CHALLENGE | Swap every "instance" for "occurrence" in the stretch from the line containing "the tall tree." through the end of the lines, and give back that stretch alone with nothing else changed.

☆ ☆ ☆ ☆ ☆ ☆ ☆

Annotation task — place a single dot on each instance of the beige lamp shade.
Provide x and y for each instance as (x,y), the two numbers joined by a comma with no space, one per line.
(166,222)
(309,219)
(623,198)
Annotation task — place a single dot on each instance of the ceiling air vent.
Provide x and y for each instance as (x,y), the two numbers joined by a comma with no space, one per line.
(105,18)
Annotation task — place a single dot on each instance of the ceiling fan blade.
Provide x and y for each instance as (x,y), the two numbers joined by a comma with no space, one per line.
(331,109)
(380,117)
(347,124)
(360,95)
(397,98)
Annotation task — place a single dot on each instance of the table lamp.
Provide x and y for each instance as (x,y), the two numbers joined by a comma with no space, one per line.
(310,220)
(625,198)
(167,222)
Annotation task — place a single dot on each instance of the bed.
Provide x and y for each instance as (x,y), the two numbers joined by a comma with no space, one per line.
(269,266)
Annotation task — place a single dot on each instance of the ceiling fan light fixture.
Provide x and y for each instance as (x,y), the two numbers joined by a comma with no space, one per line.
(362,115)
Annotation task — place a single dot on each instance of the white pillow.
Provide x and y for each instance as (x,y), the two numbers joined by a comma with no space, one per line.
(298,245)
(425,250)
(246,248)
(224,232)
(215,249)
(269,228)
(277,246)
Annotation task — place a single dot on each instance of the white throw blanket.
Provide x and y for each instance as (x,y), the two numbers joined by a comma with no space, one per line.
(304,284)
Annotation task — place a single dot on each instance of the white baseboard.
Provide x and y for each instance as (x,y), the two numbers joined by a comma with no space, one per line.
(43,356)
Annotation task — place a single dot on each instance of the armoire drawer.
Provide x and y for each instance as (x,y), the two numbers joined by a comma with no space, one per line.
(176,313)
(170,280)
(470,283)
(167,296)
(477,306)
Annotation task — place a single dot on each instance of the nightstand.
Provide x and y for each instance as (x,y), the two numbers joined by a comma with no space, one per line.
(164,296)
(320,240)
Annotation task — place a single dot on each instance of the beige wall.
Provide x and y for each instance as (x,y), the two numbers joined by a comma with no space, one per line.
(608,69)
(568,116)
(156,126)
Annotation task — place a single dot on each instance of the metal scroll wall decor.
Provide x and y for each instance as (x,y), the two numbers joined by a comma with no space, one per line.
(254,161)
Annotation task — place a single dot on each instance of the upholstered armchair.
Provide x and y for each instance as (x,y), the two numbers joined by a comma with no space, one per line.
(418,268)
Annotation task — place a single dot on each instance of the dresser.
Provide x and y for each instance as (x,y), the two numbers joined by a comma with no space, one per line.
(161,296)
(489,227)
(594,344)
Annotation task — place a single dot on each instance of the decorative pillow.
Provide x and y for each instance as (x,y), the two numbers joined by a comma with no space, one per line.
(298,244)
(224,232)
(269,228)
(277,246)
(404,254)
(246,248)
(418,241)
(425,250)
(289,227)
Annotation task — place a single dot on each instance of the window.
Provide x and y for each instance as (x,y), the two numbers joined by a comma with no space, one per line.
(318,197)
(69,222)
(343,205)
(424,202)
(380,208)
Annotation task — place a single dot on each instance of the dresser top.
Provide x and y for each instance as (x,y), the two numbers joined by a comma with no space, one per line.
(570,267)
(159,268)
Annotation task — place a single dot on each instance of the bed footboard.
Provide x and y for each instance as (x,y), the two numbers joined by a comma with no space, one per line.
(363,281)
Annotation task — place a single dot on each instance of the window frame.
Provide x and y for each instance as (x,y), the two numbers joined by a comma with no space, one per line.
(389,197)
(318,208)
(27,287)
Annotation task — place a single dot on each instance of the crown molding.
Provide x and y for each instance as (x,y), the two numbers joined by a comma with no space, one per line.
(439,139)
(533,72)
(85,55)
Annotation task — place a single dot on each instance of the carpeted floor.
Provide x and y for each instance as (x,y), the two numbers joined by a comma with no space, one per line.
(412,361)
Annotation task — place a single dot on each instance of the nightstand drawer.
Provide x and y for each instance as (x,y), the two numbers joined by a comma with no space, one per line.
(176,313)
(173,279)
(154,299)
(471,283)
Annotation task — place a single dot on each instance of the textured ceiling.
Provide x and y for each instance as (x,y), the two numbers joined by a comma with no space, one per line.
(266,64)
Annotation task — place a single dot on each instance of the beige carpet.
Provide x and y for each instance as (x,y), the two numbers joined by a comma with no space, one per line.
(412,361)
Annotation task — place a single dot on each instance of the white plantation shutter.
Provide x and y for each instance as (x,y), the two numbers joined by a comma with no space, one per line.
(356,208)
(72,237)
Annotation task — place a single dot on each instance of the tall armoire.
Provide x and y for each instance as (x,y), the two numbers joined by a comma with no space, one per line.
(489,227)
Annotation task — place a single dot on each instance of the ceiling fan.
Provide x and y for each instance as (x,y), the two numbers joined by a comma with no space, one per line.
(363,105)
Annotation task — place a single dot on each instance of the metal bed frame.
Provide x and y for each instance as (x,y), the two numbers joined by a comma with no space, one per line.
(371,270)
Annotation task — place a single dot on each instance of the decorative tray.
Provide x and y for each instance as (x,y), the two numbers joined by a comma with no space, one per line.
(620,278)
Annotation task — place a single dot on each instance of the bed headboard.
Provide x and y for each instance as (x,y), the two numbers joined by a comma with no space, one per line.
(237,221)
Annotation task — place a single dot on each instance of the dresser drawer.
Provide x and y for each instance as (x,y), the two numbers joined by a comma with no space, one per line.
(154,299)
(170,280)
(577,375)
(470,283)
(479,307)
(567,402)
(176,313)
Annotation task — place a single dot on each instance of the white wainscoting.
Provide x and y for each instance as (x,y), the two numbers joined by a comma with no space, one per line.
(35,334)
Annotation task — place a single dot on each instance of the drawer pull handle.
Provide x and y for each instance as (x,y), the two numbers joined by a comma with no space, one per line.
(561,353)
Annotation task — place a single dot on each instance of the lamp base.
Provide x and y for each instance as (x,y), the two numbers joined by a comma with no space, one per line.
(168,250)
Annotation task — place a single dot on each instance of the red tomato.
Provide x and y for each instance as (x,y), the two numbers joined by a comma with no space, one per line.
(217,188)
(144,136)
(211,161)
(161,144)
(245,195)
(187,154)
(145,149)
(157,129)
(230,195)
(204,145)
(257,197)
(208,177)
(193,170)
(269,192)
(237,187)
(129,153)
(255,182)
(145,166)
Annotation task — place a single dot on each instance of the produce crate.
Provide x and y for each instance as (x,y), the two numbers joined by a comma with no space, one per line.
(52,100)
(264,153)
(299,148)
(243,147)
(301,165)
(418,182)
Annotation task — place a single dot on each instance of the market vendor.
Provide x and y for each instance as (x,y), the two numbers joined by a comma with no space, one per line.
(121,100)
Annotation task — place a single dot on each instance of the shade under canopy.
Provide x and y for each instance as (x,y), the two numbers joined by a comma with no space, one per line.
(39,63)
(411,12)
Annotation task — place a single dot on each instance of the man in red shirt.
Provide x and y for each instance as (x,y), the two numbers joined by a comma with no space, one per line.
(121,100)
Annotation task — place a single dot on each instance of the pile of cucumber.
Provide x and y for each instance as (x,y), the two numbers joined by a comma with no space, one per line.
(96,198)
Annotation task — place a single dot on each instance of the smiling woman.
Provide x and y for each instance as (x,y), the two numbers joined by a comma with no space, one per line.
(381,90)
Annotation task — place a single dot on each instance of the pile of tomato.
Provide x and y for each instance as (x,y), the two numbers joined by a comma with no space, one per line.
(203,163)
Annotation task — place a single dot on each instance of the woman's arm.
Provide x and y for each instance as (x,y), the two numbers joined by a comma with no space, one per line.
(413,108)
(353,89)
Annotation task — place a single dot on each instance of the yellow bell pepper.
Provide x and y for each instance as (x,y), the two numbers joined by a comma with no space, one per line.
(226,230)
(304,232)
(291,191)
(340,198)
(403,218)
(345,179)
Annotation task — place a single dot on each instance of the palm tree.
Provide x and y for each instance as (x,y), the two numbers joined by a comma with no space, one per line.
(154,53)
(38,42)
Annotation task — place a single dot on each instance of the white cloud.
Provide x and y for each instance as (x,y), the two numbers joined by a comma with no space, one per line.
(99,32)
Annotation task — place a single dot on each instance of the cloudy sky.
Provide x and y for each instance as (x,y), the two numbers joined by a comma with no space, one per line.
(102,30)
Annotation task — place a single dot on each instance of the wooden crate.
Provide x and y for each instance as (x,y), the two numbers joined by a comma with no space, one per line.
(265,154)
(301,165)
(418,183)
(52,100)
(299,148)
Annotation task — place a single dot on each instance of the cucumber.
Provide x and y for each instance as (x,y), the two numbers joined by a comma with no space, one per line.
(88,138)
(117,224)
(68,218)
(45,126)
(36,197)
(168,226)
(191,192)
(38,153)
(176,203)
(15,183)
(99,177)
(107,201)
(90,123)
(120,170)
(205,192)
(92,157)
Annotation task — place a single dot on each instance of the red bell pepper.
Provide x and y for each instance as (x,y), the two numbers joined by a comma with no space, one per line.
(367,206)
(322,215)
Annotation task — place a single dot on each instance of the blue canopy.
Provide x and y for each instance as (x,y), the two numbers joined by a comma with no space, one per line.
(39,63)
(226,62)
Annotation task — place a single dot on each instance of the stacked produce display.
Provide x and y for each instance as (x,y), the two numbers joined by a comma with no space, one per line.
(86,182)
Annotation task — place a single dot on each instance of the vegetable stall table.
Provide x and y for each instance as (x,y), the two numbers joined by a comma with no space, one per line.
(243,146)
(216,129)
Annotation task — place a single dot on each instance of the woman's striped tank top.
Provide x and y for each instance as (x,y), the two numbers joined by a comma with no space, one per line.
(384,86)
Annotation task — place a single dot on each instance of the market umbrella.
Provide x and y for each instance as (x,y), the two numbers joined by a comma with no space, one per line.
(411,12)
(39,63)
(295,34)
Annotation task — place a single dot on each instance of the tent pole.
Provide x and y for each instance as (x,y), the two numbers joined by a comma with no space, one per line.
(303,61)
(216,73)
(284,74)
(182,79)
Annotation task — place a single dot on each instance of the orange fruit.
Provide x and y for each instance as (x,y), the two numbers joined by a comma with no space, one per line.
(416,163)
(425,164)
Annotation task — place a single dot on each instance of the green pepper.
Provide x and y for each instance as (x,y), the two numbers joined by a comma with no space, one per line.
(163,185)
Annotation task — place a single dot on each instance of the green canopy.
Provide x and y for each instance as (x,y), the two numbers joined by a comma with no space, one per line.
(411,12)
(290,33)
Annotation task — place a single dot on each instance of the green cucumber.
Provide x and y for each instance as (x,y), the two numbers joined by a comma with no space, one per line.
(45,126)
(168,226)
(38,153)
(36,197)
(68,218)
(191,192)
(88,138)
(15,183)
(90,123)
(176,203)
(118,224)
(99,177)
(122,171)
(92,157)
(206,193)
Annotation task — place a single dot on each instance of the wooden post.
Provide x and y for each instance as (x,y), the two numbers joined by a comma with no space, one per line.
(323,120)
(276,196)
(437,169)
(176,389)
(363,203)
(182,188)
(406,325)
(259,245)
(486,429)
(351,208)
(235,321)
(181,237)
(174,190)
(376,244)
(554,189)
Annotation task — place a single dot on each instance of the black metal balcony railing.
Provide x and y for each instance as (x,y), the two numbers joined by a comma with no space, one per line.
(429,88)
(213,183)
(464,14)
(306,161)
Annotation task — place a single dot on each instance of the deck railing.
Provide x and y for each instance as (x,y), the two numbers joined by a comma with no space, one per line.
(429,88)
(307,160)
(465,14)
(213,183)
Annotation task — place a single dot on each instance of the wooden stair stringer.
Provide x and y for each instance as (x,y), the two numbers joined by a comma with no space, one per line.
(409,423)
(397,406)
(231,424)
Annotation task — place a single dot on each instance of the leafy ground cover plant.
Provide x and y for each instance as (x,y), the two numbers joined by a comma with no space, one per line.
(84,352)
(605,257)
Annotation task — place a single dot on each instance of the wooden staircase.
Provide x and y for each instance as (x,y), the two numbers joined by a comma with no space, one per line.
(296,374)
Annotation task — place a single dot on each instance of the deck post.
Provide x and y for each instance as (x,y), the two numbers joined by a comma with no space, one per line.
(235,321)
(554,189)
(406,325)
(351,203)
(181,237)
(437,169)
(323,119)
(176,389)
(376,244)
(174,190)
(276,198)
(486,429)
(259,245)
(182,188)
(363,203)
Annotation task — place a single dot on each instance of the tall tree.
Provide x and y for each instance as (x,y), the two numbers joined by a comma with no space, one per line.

☆ ☆ ☆ ☆ ☆ ☆ ☆

ANSWER TO THE TASK |
Annotation task — place a single dot on each occurrence of the tall tree.
Provide x and y for each occurrence as (x,y), the two numbers joined by a comma with no space, one per line.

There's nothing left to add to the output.